Point labeling data from photos:
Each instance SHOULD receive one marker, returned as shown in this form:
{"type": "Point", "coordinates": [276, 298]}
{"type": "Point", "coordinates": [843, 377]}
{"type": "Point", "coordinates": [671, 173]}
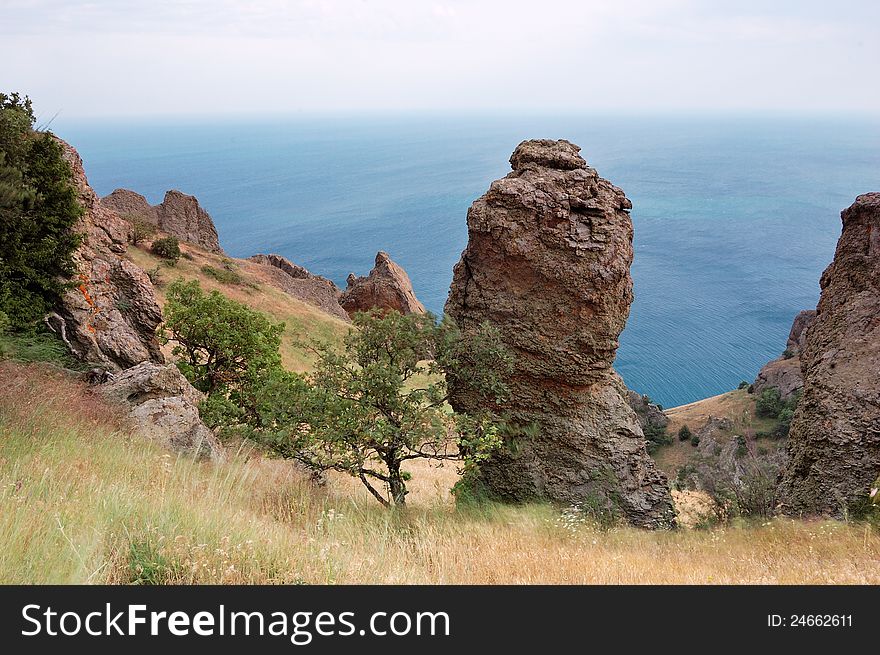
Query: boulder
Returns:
{"type": "Point", "coordinates": [163, 406]}
{"type": "Point", "coordinates": [834, 440]}
{"type": "Point", "coordinates": [547, 263]}
{"type": "Point", "coordinates": [179, 215]}
{"type": "Point", "coordinates": [110, 317]}
{"type": "Point", "coordinates": [386, 288]}
{"type": "Point", "coordinates": [300, 283]}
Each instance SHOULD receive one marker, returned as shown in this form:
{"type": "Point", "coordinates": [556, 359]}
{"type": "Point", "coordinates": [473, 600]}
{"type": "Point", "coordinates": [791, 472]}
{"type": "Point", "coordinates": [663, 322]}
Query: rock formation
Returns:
{"type": "Point", "coordinates": [649, 414]}
{"type": "Point", "coordinates": [784, 372]}
{"type": "Point", "coordinates": [387, 287]}
{"type": "Point", "coordinates": [163, 406]}
{"type": "Point", "coordinates": [834, 441]}
{"type": "Point", "coordinates": [110, 317]}
{"type": "Point", "coordinates": [547, 263]}
{"type": "Point", "coordinates": [300, 283]}
{"type": "Point", "coordinates": [179, 215]}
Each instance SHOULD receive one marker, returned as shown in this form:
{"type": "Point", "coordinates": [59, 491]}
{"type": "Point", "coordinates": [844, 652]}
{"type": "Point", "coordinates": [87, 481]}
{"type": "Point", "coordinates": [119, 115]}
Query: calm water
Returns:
{"type": "Point", "coordinates": [735, 218]}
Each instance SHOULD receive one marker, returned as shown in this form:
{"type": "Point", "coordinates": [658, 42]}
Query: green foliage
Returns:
{"type": "Point", "coordinates": [222, 345]}
{"type": "Point", "coordinates": [363, 413]}
{"type": "Point", "coordinates": [769, 403]}
{"type": "Point", "coordinates": [141, 229]}
{"type": "Point", "coordinates": [656, 436]}
{"type": "Point", "coordinates": [224, 275]}
{"type": "Point", "coordinates": [38, 210]}
{"type": "Point", "coordinates": [167, 248]}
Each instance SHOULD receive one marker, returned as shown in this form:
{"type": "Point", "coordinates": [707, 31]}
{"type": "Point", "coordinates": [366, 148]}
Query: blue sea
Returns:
{"type": "Point", "coordinates": [735, 216]}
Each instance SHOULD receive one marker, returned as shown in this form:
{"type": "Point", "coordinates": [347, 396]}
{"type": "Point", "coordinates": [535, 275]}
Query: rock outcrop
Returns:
{"type": "Point", "coordinates": [110, 317]}
{"type": "Point", "coordinates": [179, 215]}
{"type": "Point", "coordinates": [784, 372]}
{"type": "Point", "coordinates": [649, 414]}
{"type": "Point", "coordinates": [387, 287]}
{"type": "Point", "coordinates": [300, 283]}
{"type": "Point", "coordinates": [547, 263]}
{"type": "Point", "coordinates": [834, 440]}
{"type": "Point", "coordinates": [163, 406]}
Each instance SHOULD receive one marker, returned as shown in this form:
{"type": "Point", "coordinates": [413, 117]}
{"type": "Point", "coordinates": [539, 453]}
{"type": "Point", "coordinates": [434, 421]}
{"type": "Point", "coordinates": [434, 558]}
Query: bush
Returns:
{"type": "Point", "coordinates": [222, 344]}
{"type": "Point", "coordinates": [769, 403]}
{"type": "Point", "coordinates": [225, 275]}
{"type": "Point", "coordinates": [39, 208]}
{"type": "Point", "coordinates": [141, 229]}
{"type": "Point", "coordinates": [656, 436]}
{"type": "Point", "coordinates": [167, 248]}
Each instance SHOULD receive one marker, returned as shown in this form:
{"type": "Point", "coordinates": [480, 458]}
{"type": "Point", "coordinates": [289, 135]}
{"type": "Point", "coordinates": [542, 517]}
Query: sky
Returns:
{"type": "Point", "coordinates": [219, 57]}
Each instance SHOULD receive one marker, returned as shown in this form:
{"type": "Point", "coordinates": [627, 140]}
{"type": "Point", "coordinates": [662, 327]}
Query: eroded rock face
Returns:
{"type": "Point", "coordinates": [163, 406]}
{"type": "Point", "coordinates": [834, 441]}
{"type": "Point", "coordinates": [110, 318]}
{"type": "Point", "coordinates": [387, 287]}
{"type": "Point", "coordinates": [179, 215]}
{"type": "Point", "coordinates": [784, 372]}
{"type": "Point", "coordinates": [547, 263]}
{"type": "Point", "coordinates": [300, 283]}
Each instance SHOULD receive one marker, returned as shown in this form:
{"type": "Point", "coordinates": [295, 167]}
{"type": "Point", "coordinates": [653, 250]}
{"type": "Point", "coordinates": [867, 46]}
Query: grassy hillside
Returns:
{"type": "Point", "coordinates": [83, 501]}
{"type": "Point", "coordinates": [245, 284]}
{"type": "Point", "coordinates": [736, 406]}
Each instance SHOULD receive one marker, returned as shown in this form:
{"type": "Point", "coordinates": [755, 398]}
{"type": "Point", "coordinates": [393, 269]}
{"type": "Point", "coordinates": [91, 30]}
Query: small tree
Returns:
{"type": "Point", "coordinates": [221, 344]}
{"type": "Point", "coordinates": [167, 248]}
{"type": "Point", "coordinates": [769, 403]}
{"type": "Point", "coordinates": [381, 401]}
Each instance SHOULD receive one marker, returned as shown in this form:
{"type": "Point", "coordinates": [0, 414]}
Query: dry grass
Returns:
{"type": "Point", "coordinates": [84, 502]}
{"type": "Point", "coordinates": [737, 406]}
{"type": "Point", "coordinates": [303, 322]}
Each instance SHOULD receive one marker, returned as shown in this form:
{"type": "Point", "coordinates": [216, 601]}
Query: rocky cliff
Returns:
{"type": "Point", "coordinates": [300, 283]}
{"type": "Point", "coordinates": [110, 317]}
{"type": "Point", "coordinates": [834, 441]}
{"type": "Point", "coordinates": [547, 263]}
{"type": "Point", "coordinates": [784, 372]}
{"type": "Point", "coordinates": [179, 215]}
{"type": "Point", "coordinates": [387, 287]}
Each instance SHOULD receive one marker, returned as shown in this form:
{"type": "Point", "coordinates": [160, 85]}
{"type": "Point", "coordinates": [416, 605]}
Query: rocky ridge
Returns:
{"type": "Point", "coordinates": [547, 263]}
{"type": "Point", "coordinates": [834, 440]}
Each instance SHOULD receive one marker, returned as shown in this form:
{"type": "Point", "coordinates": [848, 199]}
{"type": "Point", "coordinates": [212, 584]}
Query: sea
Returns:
{"type": "Point", "coordinates": [736, 216]}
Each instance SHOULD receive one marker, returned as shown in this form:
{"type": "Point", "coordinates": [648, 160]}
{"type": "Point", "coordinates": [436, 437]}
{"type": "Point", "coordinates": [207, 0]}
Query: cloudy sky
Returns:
{"type": "Point", "coordinates": [175, 57]}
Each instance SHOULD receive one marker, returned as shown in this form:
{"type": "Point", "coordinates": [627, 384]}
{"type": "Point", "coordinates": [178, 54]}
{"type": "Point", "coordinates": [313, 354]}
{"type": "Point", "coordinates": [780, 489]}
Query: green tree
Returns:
{"type": "Point", "coordinates": [381, 401]}
{"type": "Point", "coordinates": [222, 346]}
{"type": "Point", "coordinates": [39, 208]}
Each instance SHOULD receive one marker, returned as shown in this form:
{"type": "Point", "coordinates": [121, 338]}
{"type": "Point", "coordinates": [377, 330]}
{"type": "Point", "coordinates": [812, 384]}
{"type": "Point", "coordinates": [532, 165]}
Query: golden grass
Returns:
{"type": "Point", "coordinates": [303, 321]}
{"type": "Point", "coordinates": [84, 502]}
{"type": "Point", "coordinates": [737, 406]}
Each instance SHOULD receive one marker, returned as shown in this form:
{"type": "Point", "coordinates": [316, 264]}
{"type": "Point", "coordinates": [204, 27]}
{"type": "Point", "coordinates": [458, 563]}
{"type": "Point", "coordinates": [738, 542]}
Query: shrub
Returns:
{"type": "Point", "coordinates": [222, 344]}
{"type": "Point", "coordinates": [656, 436]}
{"type": "Point", "coordinates": [141, 229]}
{"type": "Point", "coordinates": [357, 414]}
{"type": "Point", "coordinates": [167, 248]}
{"type": "Point", "coordinates": [769, 403]}
{"type": "Point", "coordinates": [224, 275]}
{"type": "Point", "coordinates": [39, 208]}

■ What the task requires
State how many lines of the items contain the string "green". Give only the number.

■ Full answer
2